- _TRECHO_:
Igreja

“Serão os padres diocesanos que, pela sua ação a favor do catecismo e da liturgia, poderão trabalhar a nível universal para esta restauração [da Igreja]”.
Pax Liturgique
Apresentamos a seguir a entrevista realizada com Louis Renaudin, dirigente do grupo Paix Liturgique que por muitos anos vem se dedicando a divulgação da Missa Tradicional em todo mundo. Luois Renaudin tem atuado principalmente na diocese de Paris.

 

Independente de não concordamos com todas as ideias expostas pelos representantes deste grupo, é claro, que este seu dirigente tem larga experiência sobre o relacionamento dos bispos com os sacerdotes que celebram a Missa Tradicional.

 

Nesta entrevista o dirigente da Paix Liturgique destaca um ponto importante do Motu Proprio Traditionis Custodes, que limitou significativamente as celebrações da Missa e de outros sacramentos segundo o ritual de João XXIII: as restrições estão sendo principalmente dirigidas ao clero diocesano.

 

Situação idêntica também é observada por nós no Brasil. A Missa Antiga, após a liberação feita pelo Papa Bento XVI cresceu muito entre os sacerdotes diocesanos que procuravam para si e para seus fieis, uma vida espiritual mais tradicional e mais voltada ao espiritual. Preocupavam-se eles não somente com a grande diminuição da frequência dos fiéis as Missas, mas principalmente, como a perda da Fé no mundo católico e encontraram na Missa Tradicional um instrumento fundamental para a recuperação de seus fieis.

 

Tratava-se sem dúvida de um retorno as práticas anteriores ao Vaticano II, o que não poderia ser aceito pela ala progressista da Igreja, especialmente aquela representada pela Teologia da Libertação.

 

Como sempre dizia o Professor Orlando citando os ensinamentos que tivera durante o tempo em que prestou serviço militar “fogo atrai fogo”, ou seja, na guerra do local de onde se atira no inimigo, é para lá que as forças adversárias concentrarão seus ataques. Assim, como é a ação do clero diocesano que mais prejudica o progressismo a retaliação vinda do Traditionis Custodes foi para eles dirigida. No Brasil, como agravante, constatamos a punição injusta de vários clérigos.

 

Também merece destaque a recomendação do entrevistado de que é fundamental ajudar e cooperador com os padres diocesanos que desejam continuar a celebrar a Missa Antiga e que são perseguidos, e muitas vezes, abandonados por outros padres tradicionalistas. Neste ponto a Montfort continuará desenvolvendo seu trabalho e se coloca a disposição de todos aqueles que quiserem colaborar neste trabalho.

 

Acreditamos que a leitura desta entrevista seja muito útil para que nossos leitores compreendam adequadamente a situação atual da Igreja. Os destaques no texto são nossos.

Registros salvos:
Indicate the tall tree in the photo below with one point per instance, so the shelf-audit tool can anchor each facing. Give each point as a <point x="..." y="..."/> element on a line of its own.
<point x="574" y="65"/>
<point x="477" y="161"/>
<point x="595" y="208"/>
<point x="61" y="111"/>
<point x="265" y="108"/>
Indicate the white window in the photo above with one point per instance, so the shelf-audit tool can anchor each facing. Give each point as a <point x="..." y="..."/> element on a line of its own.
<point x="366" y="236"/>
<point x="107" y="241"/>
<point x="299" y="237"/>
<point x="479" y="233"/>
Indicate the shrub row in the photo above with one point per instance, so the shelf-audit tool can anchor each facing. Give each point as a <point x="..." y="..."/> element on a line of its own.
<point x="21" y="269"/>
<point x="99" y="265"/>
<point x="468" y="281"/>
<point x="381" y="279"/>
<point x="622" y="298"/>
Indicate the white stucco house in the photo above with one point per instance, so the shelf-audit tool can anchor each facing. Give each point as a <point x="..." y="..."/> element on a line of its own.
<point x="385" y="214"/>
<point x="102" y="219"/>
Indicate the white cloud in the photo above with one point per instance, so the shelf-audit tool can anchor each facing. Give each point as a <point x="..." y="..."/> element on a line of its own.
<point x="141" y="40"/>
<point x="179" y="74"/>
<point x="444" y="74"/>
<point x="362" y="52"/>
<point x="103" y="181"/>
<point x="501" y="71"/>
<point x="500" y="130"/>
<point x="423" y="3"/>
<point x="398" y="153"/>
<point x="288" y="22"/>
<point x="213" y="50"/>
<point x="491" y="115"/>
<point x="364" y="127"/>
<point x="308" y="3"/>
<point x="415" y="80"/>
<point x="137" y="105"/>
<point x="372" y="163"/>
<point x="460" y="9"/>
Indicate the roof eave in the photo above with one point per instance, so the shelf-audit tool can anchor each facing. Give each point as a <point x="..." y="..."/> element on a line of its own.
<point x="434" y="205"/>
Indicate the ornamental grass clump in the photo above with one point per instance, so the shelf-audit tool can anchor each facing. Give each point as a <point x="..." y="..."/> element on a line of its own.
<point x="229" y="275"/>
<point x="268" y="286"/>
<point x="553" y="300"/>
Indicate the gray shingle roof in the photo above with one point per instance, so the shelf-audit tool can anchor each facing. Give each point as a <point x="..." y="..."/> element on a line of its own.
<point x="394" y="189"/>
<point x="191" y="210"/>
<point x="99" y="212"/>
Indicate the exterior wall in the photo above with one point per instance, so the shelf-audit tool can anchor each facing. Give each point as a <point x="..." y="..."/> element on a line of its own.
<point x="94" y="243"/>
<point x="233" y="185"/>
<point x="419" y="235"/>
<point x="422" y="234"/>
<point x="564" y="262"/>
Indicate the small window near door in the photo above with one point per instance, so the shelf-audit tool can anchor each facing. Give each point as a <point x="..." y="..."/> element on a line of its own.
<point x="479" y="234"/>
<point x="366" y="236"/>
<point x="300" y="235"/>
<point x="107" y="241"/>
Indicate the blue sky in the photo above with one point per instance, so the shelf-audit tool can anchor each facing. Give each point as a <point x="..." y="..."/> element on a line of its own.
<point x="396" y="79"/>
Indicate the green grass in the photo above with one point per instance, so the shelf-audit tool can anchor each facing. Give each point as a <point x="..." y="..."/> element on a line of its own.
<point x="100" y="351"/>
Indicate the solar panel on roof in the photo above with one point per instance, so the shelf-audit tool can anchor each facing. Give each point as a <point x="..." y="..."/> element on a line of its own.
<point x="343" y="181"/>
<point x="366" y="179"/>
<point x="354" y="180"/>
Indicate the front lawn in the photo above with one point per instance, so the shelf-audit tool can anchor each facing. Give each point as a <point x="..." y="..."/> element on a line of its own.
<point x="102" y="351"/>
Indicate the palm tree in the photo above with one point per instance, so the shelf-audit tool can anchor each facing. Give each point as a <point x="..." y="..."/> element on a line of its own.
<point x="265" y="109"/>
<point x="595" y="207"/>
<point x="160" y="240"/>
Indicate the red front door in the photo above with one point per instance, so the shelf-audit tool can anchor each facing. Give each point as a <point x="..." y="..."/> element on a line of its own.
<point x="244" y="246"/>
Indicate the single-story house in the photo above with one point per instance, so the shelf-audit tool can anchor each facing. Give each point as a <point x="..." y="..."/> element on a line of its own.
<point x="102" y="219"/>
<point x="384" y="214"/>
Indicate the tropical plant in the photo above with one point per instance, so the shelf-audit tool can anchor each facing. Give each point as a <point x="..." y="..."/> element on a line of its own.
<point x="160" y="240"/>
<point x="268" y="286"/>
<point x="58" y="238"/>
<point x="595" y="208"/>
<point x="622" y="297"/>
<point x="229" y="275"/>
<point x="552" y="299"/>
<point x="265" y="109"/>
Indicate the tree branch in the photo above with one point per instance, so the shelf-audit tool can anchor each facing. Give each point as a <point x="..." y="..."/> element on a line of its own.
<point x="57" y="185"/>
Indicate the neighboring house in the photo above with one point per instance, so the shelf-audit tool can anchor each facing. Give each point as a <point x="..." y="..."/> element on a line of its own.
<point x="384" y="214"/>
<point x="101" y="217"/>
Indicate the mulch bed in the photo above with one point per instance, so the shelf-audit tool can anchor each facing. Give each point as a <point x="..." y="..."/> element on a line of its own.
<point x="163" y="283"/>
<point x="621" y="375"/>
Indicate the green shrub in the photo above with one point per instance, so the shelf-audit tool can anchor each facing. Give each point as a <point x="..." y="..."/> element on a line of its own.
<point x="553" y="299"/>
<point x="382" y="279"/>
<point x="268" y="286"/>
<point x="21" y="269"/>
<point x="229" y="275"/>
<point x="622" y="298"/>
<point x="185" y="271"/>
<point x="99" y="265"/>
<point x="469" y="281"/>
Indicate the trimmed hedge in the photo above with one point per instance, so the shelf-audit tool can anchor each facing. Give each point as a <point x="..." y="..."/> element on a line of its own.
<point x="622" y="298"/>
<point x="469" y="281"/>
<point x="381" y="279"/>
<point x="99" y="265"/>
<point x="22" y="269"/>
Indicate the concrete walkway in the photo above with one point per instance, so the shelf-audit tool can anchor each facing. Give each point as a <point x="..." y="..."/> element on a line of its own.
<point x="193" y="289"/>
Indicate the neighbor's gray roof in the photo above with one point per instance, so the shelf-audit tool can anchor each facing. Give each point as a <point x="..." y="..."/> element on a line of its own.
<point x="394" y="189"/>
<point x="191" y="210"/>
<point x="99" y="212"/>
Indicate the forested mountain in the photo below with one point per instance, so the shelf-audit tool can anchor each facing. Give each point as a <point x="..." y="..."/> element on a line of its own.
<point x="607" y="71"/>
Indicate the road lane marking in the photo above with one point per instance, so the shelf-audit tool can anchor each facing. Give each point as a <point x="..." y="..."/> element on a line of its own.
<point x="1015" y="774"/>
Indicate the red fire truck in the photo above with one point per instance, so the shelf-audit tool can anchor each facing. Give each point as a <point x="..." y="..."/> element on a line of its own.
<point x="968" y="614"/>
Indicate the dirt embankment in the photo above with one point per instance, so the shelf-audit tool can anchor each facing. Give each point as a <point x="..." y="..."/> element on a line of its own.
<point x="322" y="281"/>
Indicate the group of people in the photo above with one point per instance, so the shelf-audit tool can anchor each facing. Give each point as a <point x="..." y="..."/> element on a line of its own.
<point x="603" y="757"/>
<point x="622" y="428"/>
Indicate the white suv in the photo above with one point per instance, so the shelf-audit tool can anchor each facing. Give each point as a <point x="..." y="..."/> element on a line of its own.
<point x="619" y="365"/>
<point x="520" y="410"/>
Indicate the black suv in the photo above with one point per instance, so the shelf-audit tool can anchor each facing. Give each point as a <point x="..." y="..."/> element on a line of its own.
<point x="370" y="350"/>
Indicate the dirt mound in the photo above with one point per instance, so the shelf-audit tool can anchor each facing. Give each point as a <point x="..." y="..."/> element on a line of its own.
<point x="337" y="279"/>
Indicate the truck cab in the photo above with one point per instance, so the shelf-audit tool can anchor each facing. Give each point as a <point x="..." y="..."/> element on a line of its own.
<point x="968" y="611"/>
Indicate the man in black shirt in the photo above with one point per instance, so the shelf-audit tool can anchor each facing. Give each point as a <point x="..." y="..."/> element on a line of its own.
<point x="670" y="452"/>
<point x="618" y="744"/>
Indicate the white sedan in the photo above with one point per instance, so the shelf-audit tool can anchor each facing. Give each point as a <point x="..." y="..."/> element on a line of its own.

- _OBJETIVO A_: Nos registros, comece na linha que contém "Indicate the man" e siga até o fim deles. Reescreva esse trecho trocando "white sedan" por "gray sedan" e sem alterar mais nada.
- _OBJETIVO B_: Dê seguimento ao texto sobre a Missa Tradicional e o clero diocesano a partir da última frase apresentada.

- _RESPOSTA DA TAREFA A_:
Indicate the man in black shirt in the photo above with one point per instance, so the shelf-audit tool can anchor each facing. Give each point as a <point x="..." y="..."/> element on a line of its own.
<point x="670" y="452"/>
<point x="618" y="744"/>
Indicate the gray sedan in the photo above with one point per instance, so the shelf-audit tool can anchor each facing. Give each point as a <point x="..." y="..."/> element on a line of its own.

- _RESPOSTA DA TAREFA B_:
Carta 906 de 21 de dezembro de 2022

 

SÃO OS SACERDOTES DIOCESANOS TRADICIONAIS QUE TRADITIONIS CUSTODES ESTÁ ASSASSINANDO

 

Paix Liturgique: Mais de um ano e meio depois da publicação do Motu Proprio Traditionis Custodes, pode dizer-nos até que ponto os tradicionalistas foram vítimas desta decisão iníqua?

 

Louis Renaudin: Perdoe-me por contradizer as ideias comuns , mas não creio que os tradicionalistas tenham sido as verdadeiras vítimas dessa decisão iníqua. Eu diria até que os mais “duros” dentre eles não foram afetados em nada.

 

Paix Liturgique: Explique-se...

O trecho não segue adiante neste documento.